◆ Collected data
>>>

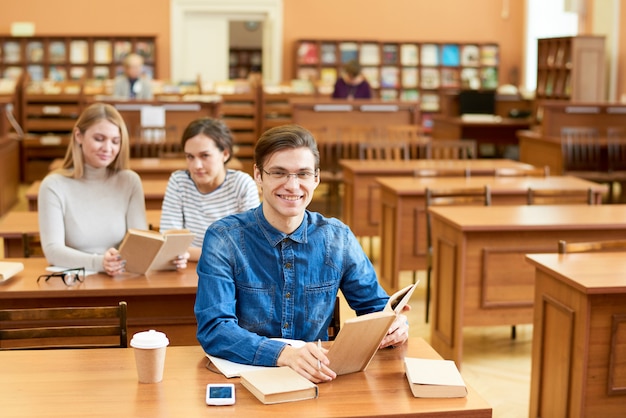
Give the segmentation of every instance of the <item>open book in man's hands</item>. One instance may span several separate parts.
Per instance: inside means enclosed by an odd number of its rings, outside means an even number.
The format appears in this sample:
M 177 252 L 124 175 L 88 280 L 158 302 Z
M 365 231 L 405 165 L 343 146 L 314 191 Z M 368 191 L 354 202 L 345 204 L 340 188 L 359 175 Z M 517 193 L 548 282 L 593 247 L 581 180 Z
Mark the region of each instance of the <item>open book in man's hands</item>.
M 174 259 L 187 252 L 194 235 L 187 229 L 157 231 L 129 229 L 120 244 L 126 271 L 146 274 L 149 270 L 175 270 Z
M 402 309 L 404 309 L 406 304 L 409 303 L 411 296 L 413 296 L 413 292 L 415 291 L 418 283 L 419 280 L 391 295 L 387 301 L 387 305 L 385 306 L 385 311 L 394 312 L 396 314 L 401 313 Z

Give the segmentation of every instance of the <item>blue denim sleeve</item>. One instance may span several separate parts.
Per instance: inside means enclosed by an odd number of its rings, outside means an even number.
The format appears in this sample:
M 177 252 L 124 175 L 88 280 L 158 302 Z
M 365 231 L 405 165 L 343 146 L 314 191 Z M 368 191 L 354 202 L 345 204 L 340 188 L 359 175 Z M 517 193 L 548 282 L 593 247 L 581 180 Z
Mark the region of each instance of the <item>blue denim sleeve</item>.
M 238 234 L 209 227 L 198 261 L 198 291 L 194 312 L 197 337 L 208 354 L 230 361 L 275 366 L 285 343 L 261 337 L 239 326 L 236 315 L 235 251 Z
M 341 291 L 346 301 L 357 315 L 382 311 L 389 295 L 380 285 L 374 266 L 348 228 L 343 239 L 345 254 Z

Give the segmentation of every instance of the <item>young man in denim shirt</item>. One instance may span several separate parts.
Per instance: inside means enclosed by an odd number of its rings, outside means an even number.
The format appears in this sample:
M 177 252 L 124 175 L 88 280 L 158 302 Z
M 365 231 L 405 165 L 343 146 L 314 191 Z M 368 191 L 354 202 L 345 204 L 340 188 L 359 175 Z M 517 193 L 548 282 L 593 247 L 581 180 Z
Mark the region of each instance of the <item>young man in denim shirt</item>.
M 389 297 L 350 229 L 306 210 L 320 183 L 311 133 L 297 125 L 272 128 L 257 141 L 254 157 L 263 203 L 214 222 L 205 234 L 198 340 L 217 357 L 332 380 L 327 350 L 312 342 L 328 339 L 338 290 L 357 315 L 383 310 Z M 270 337 L 308 343 L 295 348 Z M 398 315 L 381 348 L 407 338 L 406 316 Z

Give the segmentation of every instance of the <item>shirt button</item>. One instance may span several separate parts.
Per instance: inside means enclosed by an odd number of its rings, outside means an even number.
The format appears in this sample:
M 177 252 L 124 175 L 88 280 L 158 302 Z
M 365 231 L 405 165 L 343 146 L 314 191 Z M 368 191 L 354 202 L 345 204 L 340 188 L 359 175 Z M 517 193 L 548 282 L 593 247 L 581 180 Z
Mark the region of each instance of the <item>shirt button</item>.
M 285 263 L 285 268 L 290 269 L 291 268 L 291 263 Z
M 291 297 L 291 293 L 287 292 L 287 294 L 285 295 L 285 297 L 286 297 L 287 299 L 289 299 L 289 298 Z
M 289 324 L 287 322 L 285 322 L 285 325 L 283 325 L 283 328 L 289 328 Z

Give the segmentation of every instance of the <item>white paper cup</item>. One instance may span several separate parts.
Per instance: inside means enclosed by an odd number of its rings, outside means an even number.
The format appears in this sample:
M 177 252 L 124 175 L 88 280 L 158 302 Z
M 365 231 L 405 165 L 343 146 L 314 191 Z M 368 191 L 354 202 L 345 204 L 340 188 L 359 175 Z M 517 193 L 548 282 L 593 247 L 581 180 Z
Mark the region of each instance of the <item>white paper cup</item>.
M 135 349 L 139 383 L 158 383 L 163 380 L 165 350 L 169 343 L 164 333 L 153 329 L 133 335 L 130 346 Z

<<<

◆ YOUR TASK
Your copy should match every record exactly and contain no pictures.

◆ SOLUTION BELOW
Give the segmentation of every instance of the <item>open book in man's hands</item>. One instance may span several separate parts.
Per instance: inside means enclosed by an odd number of its rings, outside means an even number.
The format appears in this sample:
M 177 252 L 124 175 L 88 280 L 158 302 Z
M 365 231 L 405 165 L 343 146 L 314 191 Z M 368 191 L 354 202 L 345 204 L 340 188 L 359 175 Z M 517 193 L 548 282 L 593 247 L 581 180 Z
Mark the region of each instance of the <item>open book in man's hands</item>.
M 174 259 L 187 252 L 194 235 L 187 229 L 157 231 L 129 229 L 120 244 L 126 271 L 146 274 L 149 270 L 175 270 Z
M 402 309 L 404 309 L 406 304 L 409 303 L 411 296 L 413 296 L 413 292 L 415 291 L 418 283 L 419 280 L 391 295 L 387 301 L 387 305 L 385 306 L 385 311 L 394 312 L 396 314 L 401 313 Z

Give the segmentation of every instance of the <item>blue denim sleeve</item>. One instance may span several separate parts.
Per instance: inside means enclosed by an odd number of its rings, outside means an even number.
The format appears in this sample:
M 177 252 L 124 175 L 88 280 L 158 302 Z
M 365 231 L 405 165 L 343 146 L 314 191 Z M 368 191 L 354 202 L 345 204 L 340 188 L 359 175 Z M 517 193 L 548 282 L 593 247 L 581 180 Z
Mark the region of each instance of the <item>blue denim sleeve</item>.
M 238 234 L 209 227 L 198 261 L 198 291 L 194 312 L 197 337 L 208 354 L 230 361 L 275 366 L 285 343 L 261 337 L 239 326 L 236 315 L 235 251 Z
M 341 291 L 346 301 L 357 315 L 382 311 L 389 295 L 380 285 L 374 266 L 348 228 L 343 239 L 345 254 Z

Give the segmentation of every instance of the <item>young man in denim shirt</item>. One instance may span several separate parts.
Per instance: inside means enclosed by an odd number of its rings, outside means an even number.
The format appears in this sample:
M 177 252 L 124 175 L 88 280 L 158 302 Z
M 365 231 L 405 165 L 343 146 L 314 191 Z M 368 191 L 354 202 L 345 204 L 340 188 L 359 175 Z M 517 193 L 548 282 L 593 247 L 581 180 Z
Mark the region of each instance of the <item>young man in denim shirt</item>.
M 389 297 L 350 229 L 306 210 L 320 183 L 311 133 L 297 125 L 272 128 L 257 141 L 254 157 L 263 203 L 214 222 L 205 234 L 198 340 L 217 357 L 332 380 L 327 350 L 312 342 L 328 339 L 338 290 L 357 315 L 383 310 Z M 270 337 L 308 343 L 295 348 Z M 398 315 L 381 348 L 407 338 L 406 316 Z

Give the segmentation of every instance of the <item>shirt button</item>. One instance may span several separate parts.
Per instance: inside means enclosed by an odd number of its rings, outside means an even number.
The format appears in this sample:
M 177 252 L 124 175 L 88 280 L 158 302 Z
M 365 231 L 405 165 L 343 146 L 314 191 Z M 368 191 L 354 202 L 345 204 L 340 188 L 359 175 Z M 517 193 L 548 282 L 593 247 L 581 180 Z
Mark the region of each instance of the <item>shirt button</item>.
M 285 263 L 285 268 L 290 269 L 291 268 L 291 263 Z
M 291 297 L 291 293 L 287 292 L 287 294 L 285 295 L 285 297 L 286 297 L 287 299 L 289 299 L 289 298 Z
M 289 324 L 287 322 L 285 322 L 285 325 L 283 325 L 283 328 L 289 328 Z

Give the segmentation of every instance of the <item>white paper cup</item>. One instance may span several separate parts.
Per instance: inside means enclosed by an odd number of its rings, outside means an even number.
The format appears in this sample:
M 177 252 L 124 175 L 88 280 L 158 302 Z
M 365 231 L 405 165 L 343 146 L 314 191 Z M 368 191 L 354 202 L 345 204 L 340 188 L 359 175 Z M 517 193 L 548 282 L 593 247 L 581 180 Z
Mark the region of each instance of the <item>white paper cup</item>.
M 135 349 L 139 383 L 158 383 L 163 380 L 165 350 L 169 343 L 164 333 L 153 329 L 133 335 L 130 346 Z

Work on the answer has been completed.